Stored records
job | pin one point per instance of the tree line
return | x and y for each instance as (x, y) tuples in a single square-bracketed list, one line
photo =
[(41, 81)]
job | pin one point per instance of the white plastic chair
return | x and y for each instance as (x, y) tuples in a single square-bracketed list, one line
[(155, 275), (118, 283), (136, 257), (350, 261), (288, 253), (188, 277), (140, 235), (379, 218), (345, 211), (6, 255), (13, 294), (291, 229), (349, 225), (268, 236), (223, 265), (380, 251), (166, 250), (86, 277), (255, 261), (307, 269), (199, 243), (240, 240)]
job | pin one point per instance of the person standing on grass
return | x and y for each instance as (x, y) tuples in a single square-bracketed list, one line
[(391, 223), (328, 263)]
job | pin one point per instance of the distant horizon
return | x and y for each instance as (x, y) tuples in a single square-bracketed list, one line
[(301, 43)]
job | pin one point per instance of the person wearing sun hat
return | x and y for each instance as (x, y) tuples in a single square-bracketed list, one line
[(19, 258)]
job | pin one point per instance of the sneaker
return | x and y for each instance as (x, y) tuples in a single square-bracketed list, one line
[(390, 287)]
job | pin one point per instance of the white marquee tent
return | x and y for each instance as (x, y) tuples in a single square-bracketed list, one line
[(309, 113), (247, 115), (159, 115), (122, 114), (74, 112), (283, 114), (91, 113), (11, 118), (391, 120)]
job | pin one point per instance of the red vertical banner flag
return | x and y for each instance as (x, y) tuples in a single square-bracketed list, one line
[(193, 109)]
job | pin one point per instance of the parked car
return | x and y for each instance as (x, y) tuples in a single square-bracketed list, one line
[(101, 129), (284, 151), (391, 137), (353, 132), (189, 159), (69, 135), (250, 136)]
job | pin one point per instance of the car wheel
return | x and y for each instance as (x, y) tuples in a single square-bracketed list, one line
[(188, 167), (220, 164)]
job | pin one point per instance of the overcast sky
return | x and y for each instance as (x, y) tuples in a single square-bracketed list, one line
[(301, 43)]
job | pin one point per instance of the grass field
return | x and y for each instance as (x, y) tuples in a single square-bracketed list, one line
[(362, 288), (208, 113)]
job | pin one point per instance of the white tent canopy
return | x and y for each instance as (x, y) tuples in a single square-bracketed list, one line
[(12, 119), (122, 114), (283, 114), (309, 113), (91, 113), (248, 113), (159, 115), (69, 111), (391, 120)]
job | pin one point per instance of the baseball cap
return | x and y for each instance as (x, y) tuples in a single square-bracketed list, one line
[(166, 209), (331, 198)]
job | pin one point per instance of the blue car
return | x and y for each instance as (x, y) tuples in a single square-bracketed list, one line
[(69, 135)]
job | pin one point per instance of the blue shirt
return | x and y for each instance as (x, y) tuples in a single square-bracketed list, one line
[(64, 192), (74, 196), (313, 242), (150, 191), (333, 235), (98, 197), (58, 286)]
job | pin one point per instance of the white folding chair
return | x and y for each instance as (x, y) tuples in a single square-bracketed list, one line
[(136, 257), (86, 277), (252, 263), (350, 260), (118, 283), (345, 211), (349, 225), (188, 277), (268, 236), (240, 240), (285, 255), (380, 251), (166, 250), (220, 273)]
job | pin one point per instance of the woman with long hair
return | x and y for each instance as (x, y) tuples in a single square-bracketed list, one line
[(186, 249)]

(Exercise instructions):
Reproduce all of the data above line for line, unchanged.

(Solution):
job | pin one point per instance of the tree line
return | x and y for each instance as (x, y) tuples in a single square-bracketed list, one line
photo =
[(41, 81)]
job | pin one point per instance of the white plastic chair
return | x and y for each instance as (x, y) tuples in a single square-bracketed list, one line
[(155, 275), (118, 283), (136, 257), (350, 261), (288, 253), (188, 277), (140, 235), (379, 218), (345, 211), (6, 255), (13, 294), (291, 229), (349, 225), (268, 236), (223, 265), (380, 251), (166, 250), (86, 277), (255, 261), (307, 269), (199, 243), (240, 240)]
job | pin one point per instance of the person standing on grass
return | x and y for each instance as (x, y) tuples in a single square-bracketed list, one line
[(391, 223), (328, 263)]
job | pin one point per instance of the distant horizon
return | x and y for each instance as (x, y) tuples in a single square-bracketed list, one line
[(301, 43)]
job | pin one point per instance of the person wearing sun hat
return | x and y for each instance as (x, y) tuples in a single square-bracketed list, one line
[(19, 258)]
job | pin one point per instance of the sneaker
return | x and y for each instance as (x, y) tuples in a single square-bracketed list, one line
[(390, 287)]
job | pin one point per instance of the white marquee tent
return | x and y for each instance as (x, y) tuples in a single square-bracketed list, one line
[(309, 113), (247, 115), (159, 115), (122, 114), (74, 112), (283, 114), (91, 113), (11, 118), (391, 120)]
job | pin one point per instance of the red vertical banner flag
return | x and y for each instance as (x, y) tuples in a single square-bracketed list, one line
[(193, 109)]
job | pin one point per instance of the parked car
return | x and y for each instance as (x, y) tuples in a single square-bracketed list, one line
[(101, 129), (284, 151), (391, 137), (353, 132), (189, 159), (69, 135), (250, 136)]
job | pin one point per instance of the car wheel
return | x and y for each instance as (x, y) tuples in a single square-bracketed list, one line
[(188, 167), (220, 164)]
job | pin one point per instance of the overcast sky
return | x and y for each instance as (x, y) tuples in a single square-bracketed list, one line
[(301, 43)]
job | pin one point per instance of the grass field
return | x and y for each instance as (x, y) tuples in a single square-bracketed list, one line
[(362, 288), (208, 113)]
job | pin one point per instance of the white tent canopy
return | x and y for each instance as (x, y) tuples in a single square-bracketed list, one line
[(12, 119), (122, 114), (283, 114), (309, 113), (91, 113), (248, 113), (159, 115), (69, 111), (391, 120)]
job | pin one point per instance of the baseball cap
return | x and y for each instance as (x, y) tuples in a single square-bracketed list, one line
[(166, 209), (331, 198)]
job | pin one point per instance of the blue car
return | x and y for each instance as (x, y) tuples in a single square-bracketed list, one line
[(69, 135)]
job | pin one point per instance of the blue shirt
return | x and y for each instance as (x, y) tuples in a single square-bracketed list, one line
[(64, 192), (74, 196), (313, 242), (150, 191), (333, 235), (98, 197), (58, 286)]
job | pin one point per instance of the white folding chair
return | x and y for each instance as (x, y) tuples in a single square-bracketed list, one line
[(136, 257), (86, 277), (252, 263), (350, 260), (118, 283), (345, 211), (349, 225), (188, 277), (268, 236), (240, 240), (285, 255), (380, 251), (166, 250), (220, 273)]
job | pin one point per instance of the woman with long hair
return | x and y for each instance as (x, y) tuples in a single square-bracketed list, one line
[(186, 249)]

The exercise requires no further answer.